— Start of Input —
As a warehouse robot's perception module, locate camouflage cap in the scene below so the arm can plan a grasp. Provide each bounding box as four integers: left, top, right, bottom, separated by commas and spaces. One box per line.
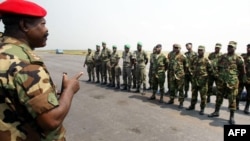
124, 44, 130, 48
198, 45, 205, 51
215, 43, 222, 48
137, 42, 142, 46
228, 41, 237, 48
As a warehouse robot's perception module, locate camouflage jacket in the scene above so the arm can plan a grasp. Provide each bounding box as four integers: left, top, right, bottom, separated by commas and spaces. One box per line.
152, 53, 168, 74
216, 53, 244, 88
134, 50, 148, 68
168, 53, 187, 80
0, 37, 65, 141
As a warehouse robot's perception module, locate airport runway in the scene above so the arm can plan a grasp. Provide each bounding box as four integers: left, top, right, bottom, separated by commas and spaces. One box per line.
37, 52, 250, 141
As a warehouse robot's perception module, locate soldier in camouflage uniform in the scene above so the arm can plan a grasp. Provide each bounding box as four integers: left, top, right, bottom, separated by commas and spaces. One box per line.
109, 45, 119, 87
134, 42, 148, 94
101, 42, 111, 85
207, 43, 222, 103
208, 41, 246, 124
122, 44, 133, 91
236, 44, 250, 114
149, 44, 168, 103
83, 48, 95, 82
187, 45, 212, 115
167, 44, 187, 108
94, 45, 102, 83
184, 43, 197, 97
0, 0, 82, 141
147, 47, 156, 90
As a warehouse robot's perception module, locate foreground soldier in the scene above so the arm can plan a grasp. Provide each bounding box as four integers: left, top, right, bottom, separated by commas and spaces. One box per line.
187, 46, 212, 115
207, 43, 222, 103
0, 0, 82, 141
149, 44, 168, 103
208, 41, 245, 124
83, 49, 95, 82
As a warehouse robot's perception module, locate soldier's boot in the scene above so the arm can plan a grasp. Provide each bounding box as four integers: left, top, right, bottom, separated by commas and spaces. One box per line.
207, 95, 211, 103
184, 91, 187, 98
178, 101, 183, 109
159, 93, 163, 103
199, 108, 204, 115
244, 100, 250, 114
186, 104, 195, 111
208, 107, 220, 117
228, 110, 235, 125
148, 93, 155, 100
167, 98, 174, 104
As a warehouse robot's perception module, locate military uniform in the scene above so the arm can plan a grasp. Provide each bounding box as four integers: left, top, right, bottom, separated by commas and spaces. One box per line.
168, 44, 187, 108
134, 42, 148, 94
209, 41, 245, 124
122, 45, 133, 91
110, 46, 120, 87
94, 45, 102, 83
149, 44, 168, 103
184, 43, 197, 97
236, 44, 250, 114
207, 43, 222, 103
101, 42, 111, 85
187, 46, 213, 115
83, 49, 95, 82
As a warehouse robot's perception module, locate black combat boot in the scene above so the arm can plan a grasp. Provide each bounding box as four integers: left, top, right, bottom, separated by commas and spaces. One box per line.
228, 110, 235, 125
208, 107, 220, 117
199, 108, 204, 115
186, 104, 195, 111
244, 100, 250, 114
148, 93, 155, 100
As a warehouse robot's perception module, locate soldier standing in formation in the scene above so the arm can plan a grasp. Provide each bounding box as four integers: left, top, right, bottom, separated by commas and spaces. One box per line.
147, 47, 156, 90
83, 49, 95, 82
94, 45, 102, 83
101, 42, 111, 85
149, 44, 168, 103
208, 41, 246, 124
167, 44, 187, 108
184, 43, 197, 97
134, 42, 148, 94
236, 44, 250, 114
207, 43, 222, 103
187, 46, 212, 115
122, 44, 132, 91
109, 45, 119, 87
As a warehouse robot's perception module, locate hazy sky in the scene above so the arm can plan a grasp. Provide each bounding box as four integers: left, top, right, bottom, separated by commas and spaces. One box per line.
1, 0, 250, 52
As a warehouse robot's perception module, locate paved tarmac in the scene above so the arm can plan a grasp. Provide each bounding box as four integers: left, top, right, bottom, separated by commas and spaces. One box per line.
38, 52, 250, 141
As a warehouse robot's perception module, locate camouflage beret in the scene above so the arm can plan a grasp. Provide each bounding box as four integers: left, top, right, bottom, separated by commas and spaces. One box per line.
0, 0, 47, 17
124, 44, 130, 48
215, 43, 222, 48
137, 42, 142, 46
198, 45, 205, 50
173, 44, 181, 48
228, 41, 237, 48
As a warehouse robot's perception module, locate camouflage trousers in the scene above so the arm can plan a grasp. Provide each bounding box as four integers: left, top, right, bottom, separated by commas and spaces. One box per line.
215, 78, 239, 111
169, 73, 185, 102
152, 72, 166, 95
87, 64, 95, 81
136, 66, 146, 88
191, 78, 208, 109
122, 67, 132, 87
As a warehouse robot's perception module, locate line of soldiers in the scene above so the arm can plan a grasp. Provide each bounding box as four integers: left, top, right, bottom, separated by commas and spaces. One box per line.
84, 41, 250, 124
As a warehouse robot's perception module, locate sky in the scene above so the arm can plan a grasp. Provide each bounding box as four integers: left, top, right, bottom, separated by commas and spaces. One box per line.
0, 0, 250, 52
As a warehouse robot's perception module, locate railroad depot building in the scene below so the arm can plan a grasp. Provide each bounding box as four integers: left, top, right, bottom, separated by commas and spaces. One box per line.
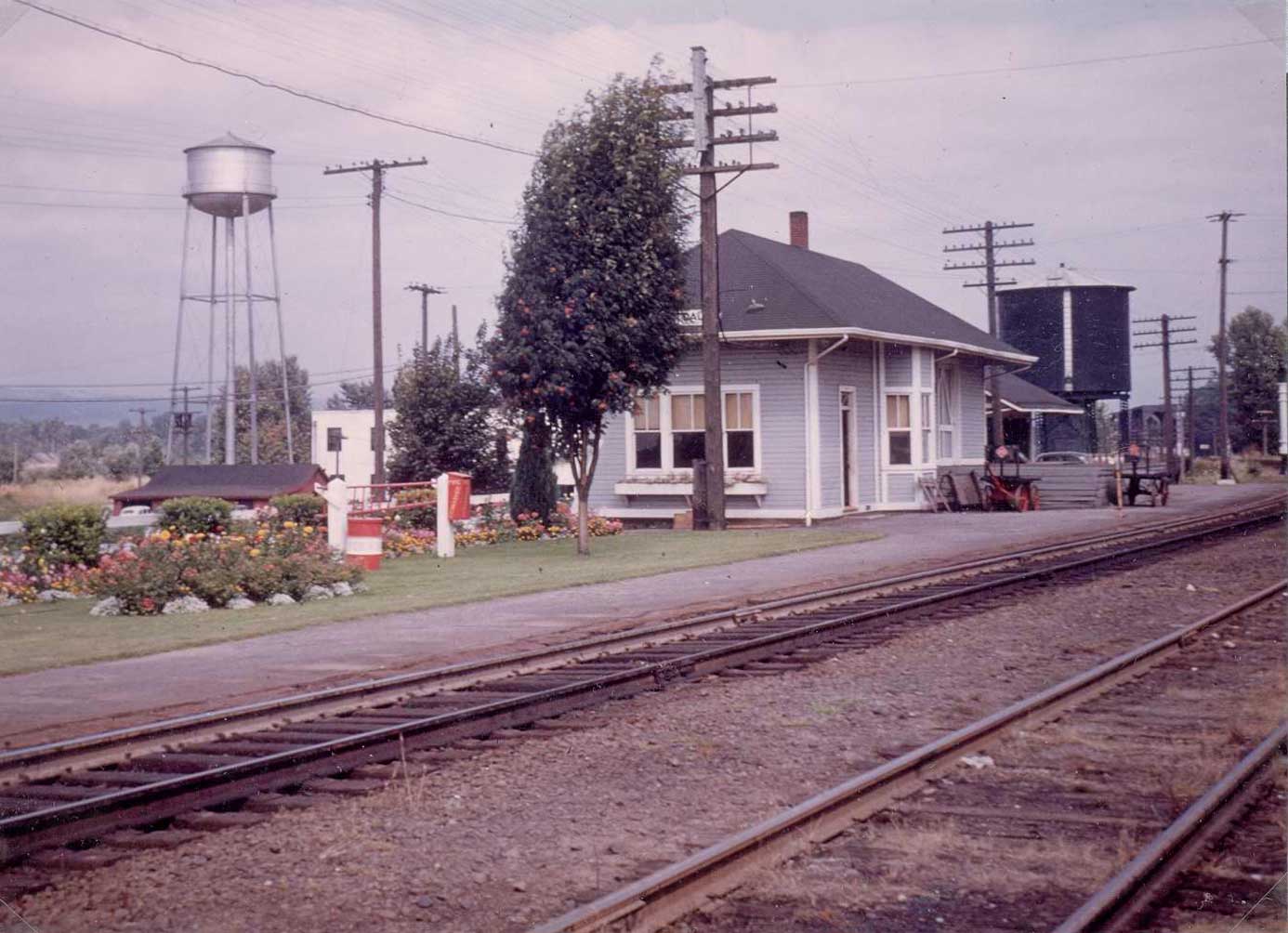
591, 213, 1037, 522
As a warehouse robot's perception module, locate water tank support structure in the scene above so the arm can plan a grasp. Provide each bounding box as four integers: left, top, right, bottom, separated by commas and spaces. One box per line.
166, 133, 295, 464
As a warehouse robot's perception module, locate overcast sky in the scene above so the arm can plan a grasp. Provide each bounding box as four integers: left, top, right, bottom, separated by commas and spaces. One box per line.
0, 0, 1288, 419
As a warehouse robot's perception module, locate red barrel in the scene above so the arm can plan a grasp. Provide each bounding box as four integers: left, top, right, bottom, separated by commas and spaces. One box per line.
344, 516, 384, 570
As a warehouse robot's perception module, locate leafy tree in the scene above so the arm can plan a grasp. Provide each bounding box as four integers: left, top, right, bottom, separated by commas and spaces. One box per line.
211, 357, 313, 463
1211, 307, 1288, 450
100, 434, 164, 480
510, 417, 559, 522
389, 327, 510, 491
326, 379, 393, 411
54, 440, 103, 480
491, 76, 685, 554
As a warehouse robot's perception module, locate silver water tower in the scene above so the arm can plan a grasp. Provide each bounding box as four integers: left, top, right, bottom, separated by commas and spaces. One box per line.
166, 133, 295, 464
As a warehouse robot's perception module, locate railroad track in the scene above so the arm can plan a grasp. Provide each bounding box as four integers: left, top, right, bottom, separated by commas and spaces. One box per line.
1055, 722, 1288, 933
532, 580, 1288, 933
0, 497, 1282, 862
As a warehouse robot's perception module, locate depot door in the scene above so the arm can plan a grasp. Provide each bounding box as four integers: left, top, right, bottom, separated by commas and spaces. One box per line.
841, 388, 859, 509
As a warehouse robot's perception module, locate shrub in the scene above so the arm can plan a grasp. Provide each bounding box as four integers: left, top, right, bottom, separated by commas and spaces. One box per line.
268, 493, 326, 524
160, 496, 233, 534
22, 506, 107, 572
91, 520, 361, 614
393, 489, 438, 531
510, 419, 559, 522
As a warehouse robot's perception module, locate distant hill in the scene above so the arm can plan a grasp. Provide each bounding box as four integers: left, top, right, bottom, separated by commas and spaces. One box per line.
0, 389, 142, 426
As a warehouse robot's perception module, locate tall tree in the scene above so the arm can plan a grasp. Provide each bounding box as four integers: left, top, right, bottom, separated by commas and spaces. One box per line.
1211, 307, 1288, 453
326, 379, 394, 411
491, 74, 687, 554
510, 417, 559, 522
388, 327, 510, 493
211, 356, 313, 463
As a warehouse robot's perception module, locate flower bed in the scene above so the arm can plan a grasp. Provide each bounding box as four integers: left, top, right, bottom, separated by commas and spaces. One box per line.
90, 520, 361, 614
0, 520, 361, 614
384, 503, 622, 557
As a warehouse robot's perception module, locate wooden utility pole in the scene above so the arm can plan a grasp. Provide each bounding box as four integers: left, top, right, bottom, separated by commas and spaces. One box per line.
130, 409, 152, 489
1208, 210, 1242, 480
1132, 314, 1198, 476
322, 159, 429, 486
407, 283, 446, 353
661, 46, 778, 531
452, 304, 461, 379
944, 220, 1033, 449
1172, 363, 1216, 473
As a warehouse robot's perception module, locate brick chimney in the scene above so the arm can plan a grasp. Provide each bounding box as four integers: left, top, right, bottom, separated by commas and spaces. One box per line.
787, 210, 808, 250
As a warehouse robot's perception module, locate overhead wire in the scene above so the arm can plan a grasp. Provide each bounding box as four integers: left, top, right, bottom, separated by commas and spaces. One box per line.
14, 0, 536, 157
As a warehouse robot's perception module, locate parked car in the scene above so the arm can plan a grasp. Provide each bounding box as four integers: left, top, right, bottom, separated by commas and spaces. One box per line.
1033, 450, 1091, 463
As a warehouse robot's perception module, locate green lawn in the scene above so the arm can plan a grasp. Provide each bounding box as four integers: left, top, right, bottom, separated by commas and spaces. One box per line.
0, 529, 880, 674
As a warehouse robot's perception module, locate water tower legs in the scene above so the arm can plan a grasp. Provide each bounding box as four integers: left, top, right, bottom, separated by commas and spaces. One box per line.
243, 192, 259, 464
165, 204, 192, 463
203, 216, 219, 466
268, 201, 295, 463
224, 217, 237, 466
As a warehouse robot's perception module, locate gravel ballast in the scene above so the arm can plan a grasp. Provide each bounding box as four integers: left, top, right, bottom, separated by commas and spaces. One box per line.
12, 530, 1282, 933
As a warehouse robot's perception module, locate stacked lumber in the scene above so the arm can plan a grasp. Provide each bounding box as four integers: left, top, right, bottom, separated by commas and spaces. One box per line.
1005, 463, 1114, 509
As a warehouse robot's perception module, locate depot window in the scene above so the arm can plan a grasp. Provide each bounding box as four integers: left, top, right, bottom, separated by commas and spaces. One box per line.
627, 388, 758, 470
887, 394, 912, 466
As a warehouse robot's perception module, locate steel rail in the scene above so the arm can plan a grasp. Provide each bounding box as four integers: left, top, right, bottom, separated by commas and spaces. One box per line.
1055, 720, 1288, 933
0, 516, 1266, 862
531, 579, 1288, 933
0, 496, 1284, 773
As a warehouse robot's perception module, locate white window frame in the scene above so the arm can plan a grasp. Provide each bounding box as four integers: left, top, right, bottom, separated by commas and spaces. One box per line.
881, 388, 918, 470
624, 383, 764, 476
934, 360, 962, 466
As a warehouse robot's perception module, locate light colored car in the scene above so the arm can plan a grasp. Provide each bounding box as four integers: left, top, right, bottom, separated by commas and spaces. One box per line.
1033, 450, 1091, 463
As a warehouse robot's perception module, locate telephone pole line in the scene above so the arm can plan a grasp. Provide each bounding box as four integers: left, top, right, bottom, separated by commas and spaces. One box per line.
322, 159, 429, 484
1132, 314, 1198, 476
944, 220, 1033, 447
1208, 210, 1242, 480
171, 386, 192, 466
452, 304, 461, 379
130, 409, 152, 489
406, 283, 447, 353
1172, 366, 1216, 473
661, 46, 778, 531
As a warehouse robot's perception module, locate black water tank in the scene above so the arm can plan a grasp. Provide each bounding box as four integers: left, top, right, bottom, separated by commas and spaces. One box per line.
997, 267, 1135, 399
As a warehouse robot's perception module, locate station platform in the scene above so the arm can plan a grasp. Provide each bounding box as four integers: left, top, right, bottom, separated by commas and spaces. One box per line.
0, 484, 1282, 746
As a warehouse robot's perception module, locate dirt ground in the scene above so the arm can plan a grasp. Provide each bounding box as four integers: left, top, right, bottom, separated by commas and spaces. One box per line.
9, 530, 1284, 933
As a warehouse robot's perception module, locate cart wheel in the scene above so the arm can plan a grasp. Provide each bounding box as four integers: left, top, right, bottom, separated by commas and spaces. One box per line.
939, 473, 961, 512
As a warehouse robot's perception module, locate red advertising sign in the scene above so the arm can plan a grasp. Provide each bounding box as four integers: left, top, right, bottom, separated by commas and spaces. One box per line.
447, 473, 470, 522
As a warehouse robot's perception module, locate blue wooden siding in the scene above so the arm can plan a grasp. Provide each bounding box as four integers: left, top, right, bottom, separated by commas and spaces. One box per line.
957, 356, 988, 463
590, 341, 805, 510
818, 340, 877, 509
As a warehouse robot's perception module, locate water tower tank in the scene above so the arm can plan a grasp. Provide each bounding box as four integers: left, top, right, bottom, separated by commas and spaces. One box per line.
183, 133, 277, 217
997, 266, 1135, 400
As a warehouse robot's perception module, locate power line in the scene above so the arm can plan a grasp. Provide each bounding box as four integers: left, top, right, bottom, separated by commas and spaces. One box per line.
385, 188, 519, 227
14, 0, 537, 156
778, 35, 1282, 87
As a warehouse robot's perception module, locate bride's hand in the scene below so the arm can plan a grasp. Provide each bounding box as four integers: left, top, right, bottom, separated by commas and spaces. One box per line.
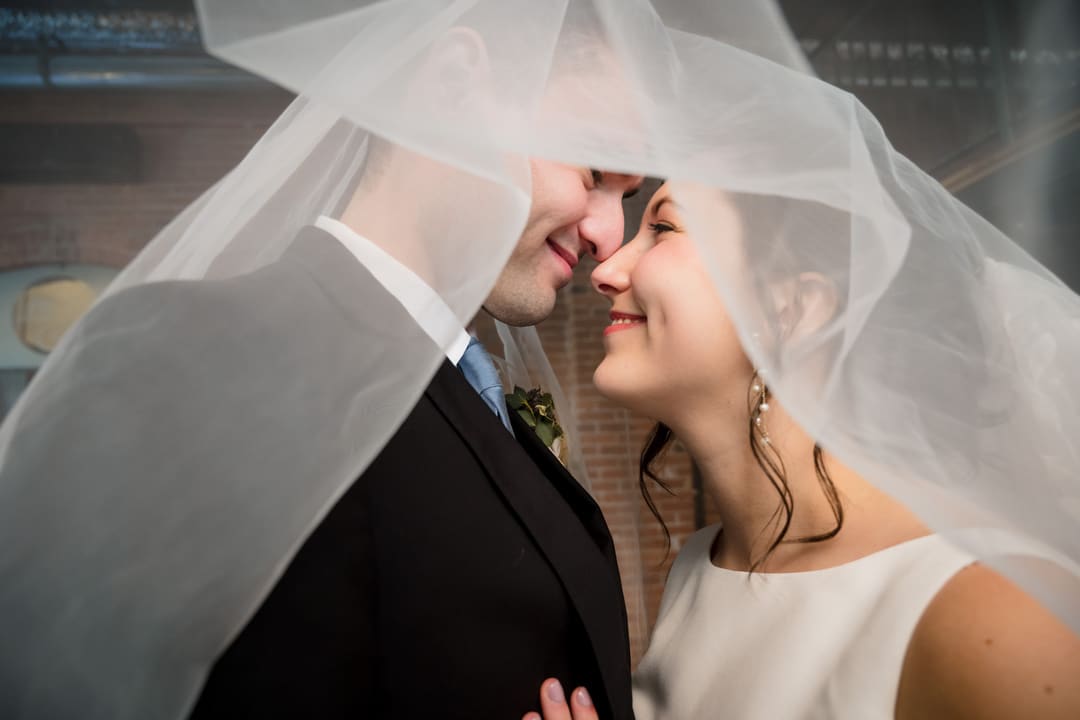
— End of Input —
- _Given request_
Report every line above that contains the word "brick", copying each such line in full.

- _Result of the exercise_
As a warehouse robot's perception module, locate brick chimney in the scene above so the arm can plan a grasp. Provide each bounding box as four integers: left, top, right, bottom, separated by commas and spaces. One box per line.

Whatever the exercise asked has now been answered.